Location identification data:
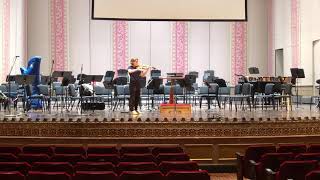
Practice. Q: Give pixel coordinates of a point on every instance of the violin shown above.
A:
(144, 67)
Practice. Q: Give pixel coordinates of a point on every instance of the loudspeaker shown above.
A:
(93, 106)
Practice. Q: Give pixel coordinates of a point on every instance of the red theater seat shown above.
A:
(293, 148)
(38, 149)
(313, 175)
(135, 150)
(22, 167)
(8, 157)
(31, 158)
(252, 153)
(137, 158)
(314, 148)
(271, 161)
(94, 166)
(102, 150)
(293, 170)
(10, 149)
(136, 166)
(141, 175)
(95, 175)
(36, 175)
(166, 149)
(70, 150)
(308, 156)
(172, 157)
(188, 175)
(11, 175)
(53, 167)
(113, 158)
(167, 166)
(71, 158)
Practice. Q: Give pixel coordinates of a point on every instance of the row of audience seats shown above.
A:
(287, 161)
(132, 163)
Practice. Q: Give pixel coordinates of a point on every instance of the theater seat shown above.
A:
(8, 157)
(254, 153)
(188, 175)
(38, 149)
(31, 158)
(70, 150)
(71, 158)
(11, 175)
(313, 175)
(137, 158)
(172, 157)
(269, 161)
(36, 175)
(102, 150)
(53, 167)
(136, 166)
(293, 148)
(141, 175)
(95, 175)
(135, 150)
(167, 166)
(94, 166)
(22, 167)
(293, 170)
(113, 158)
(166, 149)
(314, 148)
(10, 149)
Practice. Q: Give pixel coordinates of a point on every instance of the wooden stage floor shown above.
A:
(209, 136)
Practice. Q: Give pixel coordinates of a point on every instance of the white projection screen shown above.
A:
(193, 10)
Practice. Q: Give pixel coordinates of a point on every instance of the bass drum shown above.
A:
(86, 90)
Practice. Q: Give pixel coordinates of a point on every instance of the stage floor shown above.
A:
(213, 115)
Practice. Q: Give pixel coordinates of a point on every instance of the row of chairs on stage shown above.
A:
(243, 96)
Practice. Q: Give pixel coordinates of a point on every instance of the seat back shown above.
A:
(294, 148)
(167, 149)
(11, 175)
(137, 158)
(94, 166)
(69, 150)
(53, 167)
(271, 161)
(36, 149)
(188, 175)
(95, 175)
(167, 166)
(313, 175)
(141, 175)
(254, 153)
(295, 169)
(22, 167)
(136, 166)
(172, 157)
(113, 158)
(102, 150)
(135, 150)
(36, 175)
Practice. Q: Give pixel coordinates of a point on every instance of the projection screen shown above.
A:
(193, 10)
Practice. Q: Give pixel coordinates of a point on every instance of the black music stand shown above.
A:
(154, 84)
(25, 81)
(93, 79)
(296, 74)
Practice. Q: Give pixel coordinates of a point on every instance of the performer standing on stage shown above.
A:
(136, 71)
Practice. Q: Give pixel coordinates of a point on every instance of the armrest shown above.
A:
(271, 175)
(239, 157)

--

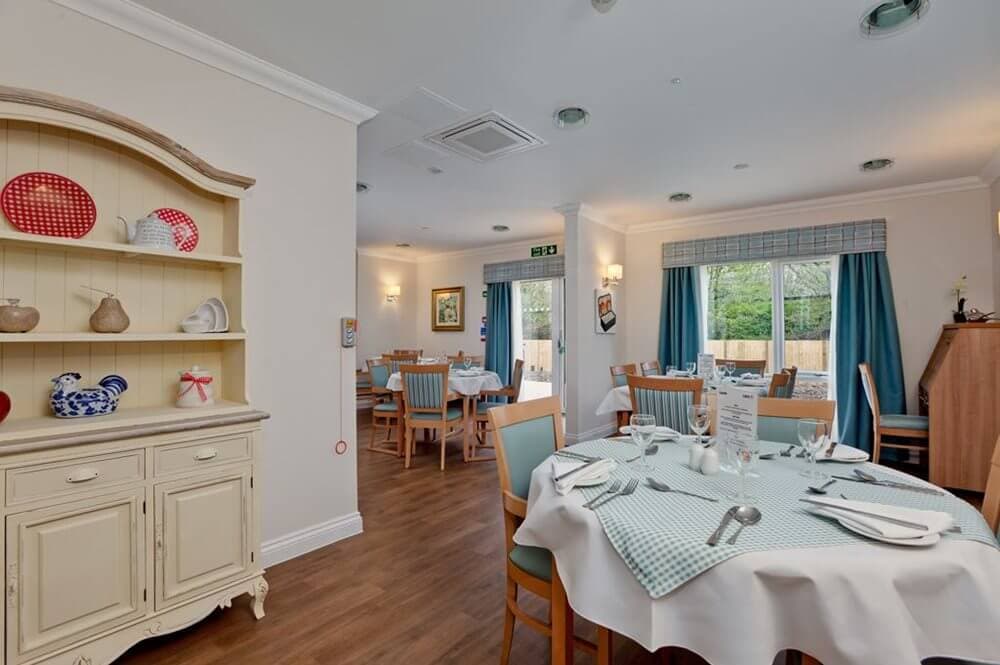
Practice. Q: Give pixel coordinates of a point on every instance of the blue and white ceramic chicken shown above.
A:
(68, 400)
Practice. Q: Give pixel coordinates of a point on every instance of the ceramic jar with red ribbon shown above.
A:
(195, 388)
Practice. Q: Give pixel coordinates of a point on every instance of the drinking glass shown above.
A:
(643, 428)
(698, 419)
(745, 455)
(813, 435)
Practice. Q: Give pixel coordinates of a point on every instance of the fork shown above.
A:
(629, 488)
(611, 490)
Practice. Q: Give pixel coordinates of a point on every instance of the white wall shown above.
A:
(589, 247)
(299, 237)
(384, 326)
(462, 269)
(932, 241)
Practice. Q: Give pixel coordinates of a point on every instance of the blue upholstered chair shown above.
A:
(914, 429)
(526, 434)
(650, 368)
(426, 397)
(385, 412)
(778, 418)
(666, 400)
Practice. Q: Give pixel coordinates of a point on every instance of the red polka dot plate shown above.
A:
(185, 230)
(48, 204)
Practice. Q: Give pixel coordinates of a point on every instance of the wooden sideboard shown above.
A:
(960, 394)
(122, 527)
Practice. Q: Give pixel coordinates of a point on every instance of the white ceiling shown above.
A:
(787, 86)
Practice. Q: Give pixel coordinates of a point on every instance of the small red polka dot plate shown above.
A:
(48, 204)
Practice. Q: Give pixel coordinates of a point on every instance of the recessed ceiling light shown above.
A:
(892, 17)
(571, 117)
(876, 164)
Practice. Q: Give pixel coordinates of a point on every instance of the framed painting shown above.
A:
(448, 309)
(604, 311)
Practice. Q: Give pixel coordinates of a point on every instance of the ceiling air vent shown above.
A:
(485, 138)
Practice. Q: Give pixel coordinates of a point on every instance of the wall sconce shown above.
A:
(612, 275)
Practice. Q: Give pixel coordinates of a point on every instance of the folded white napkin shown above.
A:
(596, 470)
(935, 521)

■ **What is required**
Filter the data above, copying out every line that contains the word "ceiling". Matching is case-sensitive.

■ **Result of the exercise**
Practice. Q: Give pixel coordinates of a point on every instance of the white ceiling shown above.
Practice. Q: Give pixel coordinates of a point on every instance of the recessed ceiling light shown above.
Practice. Q: Give pixel coordinates of a point on every instance of the ceiling air vent shown above.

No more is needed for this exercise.